------ Informazioni estratte ------

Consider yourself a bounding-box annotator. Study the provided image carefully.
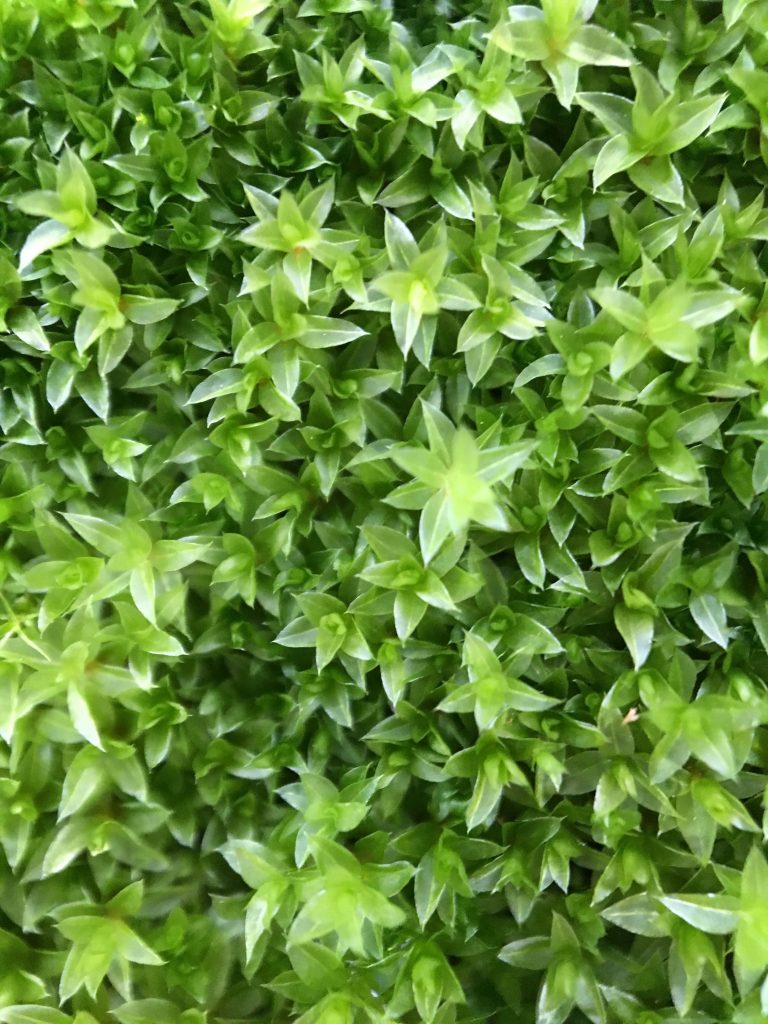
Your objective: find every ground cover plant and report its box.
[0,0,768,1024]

------
------ Informazioni estratte ------

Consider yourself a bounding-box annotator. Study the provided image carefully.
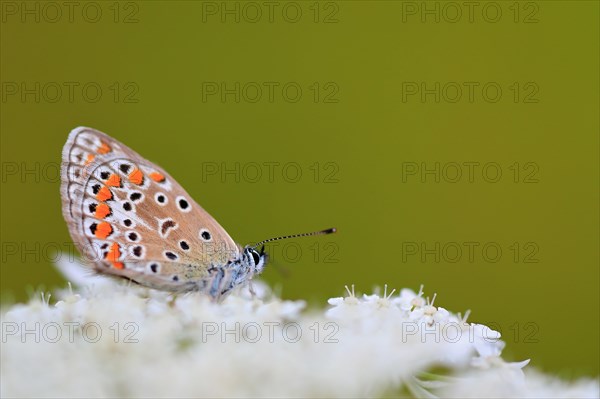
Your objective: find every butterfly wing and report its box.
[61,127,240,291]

------

#### [Compito assegnato]
Elenca tutte le righe che contengono la stringa "objective", distinguendo tra maiuscole e minuscole.

#### [Risposta scritta]
Your objective: find every ground cover plant and report its box.
Your objective: find every butterfly wing and report its box.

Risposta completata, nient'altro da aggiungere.